### WHAT NEEDS TO BE DONE
Collect every line in the rows below that contains the word "kindly".

[START OF ENTRIES SUPPLIED]

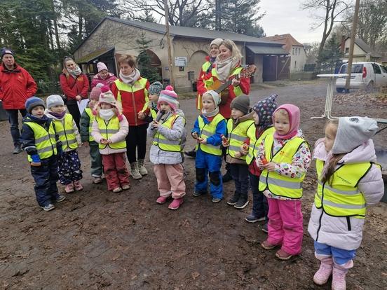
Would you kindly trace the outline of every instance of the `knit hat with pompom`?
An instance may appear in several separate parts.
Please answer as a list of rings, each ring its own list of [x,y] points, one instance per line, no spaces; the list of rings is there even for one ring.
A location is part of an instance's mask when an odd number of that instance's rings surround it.
[[[158,110],[160,110],[160,104],[162,102],[167,103],[171,107],[172,111],[176,111],[179,106],[179,102],[177,101],[177,94],[173,90],[172,85],[167,85],[165,90],[160,92],[160,96],[157,102],[157,109]]]

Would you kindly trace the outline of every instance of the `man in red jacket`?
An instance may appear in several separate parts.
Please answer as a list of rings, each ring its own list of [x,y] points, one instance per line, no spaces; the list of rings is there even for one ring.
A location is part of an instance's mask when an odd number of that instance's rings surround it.
[[[38,87],[28,71],[16,64],[13,51],[4,48],[0,50],[0,101],[3,102],[3,108],[8,116],[15,146],[13,154],[18,154],[22,151],[19,141],[19,111],[23,117],[27,114],[25,101],[35,95]]]

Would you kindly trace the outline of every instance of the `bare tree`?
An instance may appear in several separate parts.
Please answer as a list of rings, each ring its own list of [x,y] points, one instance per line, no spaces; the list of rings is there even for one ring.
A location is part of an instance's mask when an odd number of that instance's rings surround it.
[[[191,27],[197,16],[209,8],[206,0],[168,0],[168,22],[171,25]],[[164,17],[163,0],[133,0],[127,4],[128,12],[136,19],[135,14],[151,11],[160,18]]]
[[[315,22],[312,29],[324,26],[321,42],[318,48],[318,55],[321,55],[335,22],[339,22],[341,15],[352,6],[353,1],[345,0],[306,0],[301,4],[303,10],[322,11],[323,16],[313,14]]]

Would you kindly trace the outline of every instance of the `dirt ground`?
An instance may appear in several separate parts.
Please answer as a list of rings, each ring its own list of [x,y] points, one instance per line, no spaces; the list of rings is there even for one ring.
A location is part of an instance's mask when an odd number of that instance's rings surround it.
[[[266,84],[252,92],[252,103],[271,92],[278,102],[301,108],[301,128],[311,145],[323,136],[326,83]],[[352,98],[353,97],[353,98]],[[386,118],[386,106],[367,96],[337,96],[333,116]],[[181,102],[191,129],[194,99]],[[25,153],[13,156],[7,122],[0,123],[0,289],[330,289],[313,284],[318,268],[312,239],[306,232],[315,189],[314,165],[304,181],[302,254],[288,261],[275,258],[259,243],[262,223],[244,218],[251,202],[238,211],[224,200],[194,198],[195,164],[186,159],[187,195],[177,211],[156,203],[152,167],[140,181],[121,194],[106,184],[92,184],[87,149],[83,161],[83,191],[67,194],[56,209],[45,212],[35,200]],[[375,137],[387,144],[387,130]],[[189,140],[187,148],[193,146]],[[224,186],[225,198],[233,191]],[[64,192],[60,186],[60,190]],[[348,289],[387,289],[387,204],[369,208],[362,244],[348,275]]]

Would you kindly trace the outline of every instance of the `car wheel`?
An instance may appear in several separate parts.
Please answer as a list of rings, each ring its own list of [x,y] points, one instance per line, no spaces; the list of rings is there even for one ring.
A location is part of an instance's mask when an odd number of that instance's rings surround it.
[[[374,92],[374,82],[371,81],[368,85],[367,85],[367,87],[365,87],[365,90],[367,92]]]

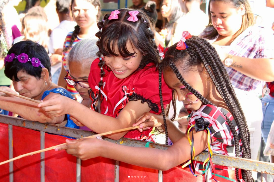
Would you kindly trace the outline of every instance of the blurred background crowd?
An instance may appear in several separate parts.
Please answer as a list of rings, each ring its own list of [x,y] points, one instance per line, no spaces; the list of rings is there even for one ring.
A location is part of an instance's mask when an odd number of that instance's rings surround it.
[[[248,8],[246,6],[245,10],[253,13],[254,16],[252,18],[254,19],[252,25],[247,25],[247,27],[254,27],[256,25],[256,26],[269,30],[269,35],[273,36],[274,19],[273,1],[267,0],[266,2],[265,0],[249,0],[247,1],[250,7]],[[4,73],[4,58],[8,51],[16,42],[30,40],[42,45],[48,51],[51,64],[51,72],[53,82],[66,88],[75,100],[84,103],[85,100],[89,99],[88,96],[79,95],[78,93],[80,92],[79,89],[75,88],[77,86],[74,87],[73,84],[67,83],[67,81],[64,79],[64,77],[69,76],[67,60],[69,52],[75,44],[81,40],[87,39],[97,40],[95,36],[98,31],[97,23],[102,19],[106,13],[125,7],[140,9],[151,18],[154,26],[153,30],[157,45],[160,44],[163,47],[171,46],[178,42],[182,32],[187,30],[193,35],[203,36],[209,41],[212,41],[221,48],[225,49],[230,47],[228,48],[233,50],[232,42],[218,42],[218,38],[214,39],[215,38],[213,37],[213,34],[210,33],[212,30],[210,29],[212,29],[213,24],[214,25],[212,21],[214,13],[210,10],[210,1],[207,0],[72,0],[72,2],[71,0],[0,0],[0,86],[12,87],[12,81]],[[226,8],[223,7],[224,9]],[[226,18],[222,18],[224,19]],[[225,24],[224,22],[225,20],[220,21],[222,21],[223,25]],[[233,22],[232,24],[231,22],[226,23],[229,28],[233,28]],[[234,23],[237,24],[236,22]],[[216,22],[215,23],[217,24]],[[236,25],[235,26],[236,27]],[[242,25],[241,27],[243,26]],[[216,27],[214,26],[214,28],[216,29]],[[216,30],[218,31],[218,30]],[[251,34],[251,32],[248,32],[247,34]],[[258,33],[254,30],[252,32],[255,34],[255,36],[260,36],[256,34],[260,33],[259,32]],[[216,32],[215,36],[220,35],[217,35],[219,32]],[[240,39],[240,36],[248,36],[247,34],[239,35],[236,39],[238,38]],[[220,35],[220,36],[225,36]],[[234,40],[239,41],[234,39],[233,41]],[[271,40],[271,42],[273,46],[274,40]],[[98,48],[95,46],[95,41],[92,42],[94,52],[92,51],[89,52],[94,58],[98,51]],[[244,43],[248,44],[248,42]],[[253,57],[248,57],[272,58],[273,49],[268,53],[267,44],[266,43],[265,46],[266,47],[260,48],[264,54],[262,54],[261,57],[255,57],[254,55],[251,55],[250,56]],[[220,48],[216,46],[216,49]],[[92,47],[90,45],[90,47]],[[81,47],[79,48],[84,49],[85,47]],[[235,52],[238,51],[235,50]],[[252,52],[252,50],[248,49],[245,51]],[[245,56],[245,52],[242,53],[243,57]],[[79,60],[81,57],[80,54],[75,56]],[[89,56],[91,57],[91,55]],[[87,64],[85,65],[88,68],[87,71],[89,71],[90,63],[89,65]],[[254,72],[256,72],[256,70],[254,70]],[[230,76],[230,74],[231,74],[233,73],[229,73]],[[255,74],[254,73],[254,75]],[[252,78],[256,77],[252,74],[243,74],[238,76],[245,76],[246,75]],[[231,77],[233,78],[232,76]],[[87,78],[84,80],[87,80]],[[249,113],[246,116],[248,119],[247,120],[249,119],[249,115],[254,118],[253,114],[257,114],[253,111],[251,112],[249,107],[254,107],[256,111],[259,111],[258,115],[263,116],[262,118],[254,119],[254,123],[255,124],[252,123],[249,125],[251,135],[253,135],[254,137],[254,142],[257,144],[252,146],[256,149],[256,155],[252,159],[269,162],[269,158],[264,156],[263,152],[273,120],[273,78],[269,78],[266,76],[258,78],[257,80],[260,81],[247,79],[244,83],[239,83],[238,82],[238,84],[241,85],[240,86],[233,84],[233,79],[232,81],[233,85],[236,85],[235,87],[239,89],[238,91],[235,90],[237,96],[243,97],[243,99],[245,101],[251,101],[251,105],[246,104],[248,105],[246,106],[249,108],[248,110],[249,110]],[[234,81],[237,82],[235,80]],[[270,88],[272,86],[272,93],[267,95],[262,93],[264,86]],[[242,92],[241,91],[243,90],[247,92],[240,93]],[[249,93],[247,94],[248,92]],[[244,94],[245,96],[247,95],[250,97],[244,98]],[[260,100],[258,105],[256,102],[259,99]],[[240,101],[245,112],[245,106],[243,102]],[[178,102],[177,108],[178,109],[176,111],[179,117],[188,115],[182,104]],[[1,113],[12,114],[5,111],[2,111],[2,112]],[[184,119],[179,120],[177,124],[179,128],[184,131],[186,130],[187,124],[187,120]],[[272,147],[273,148],[273,146]],[[255,176],[256,175],[254,174],[254,179],[257,179],[258,181],[261,181],[261,177],[256,177]],[[268,181],[273,181],[273,176],[272,179],[271,177],[269,177]]]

[END OF ENTRIES SUPPLIED]

### REPLY TO THE EXERCISE
Would you kindly trace the outline of every instance of the `knit hat with pompom`?
Would you kindly trace the outline of every instance of the `man in red jacket`?
Would you kindly trace the outline of every instance of the `bare tree`?
Would you kindly trace the outline of every instance of the `dirt ground`?
Would you kindly trace the outline of every instance of the `car wheel`?
Would you kindly trace the outline of every instance of the blurred background crowd?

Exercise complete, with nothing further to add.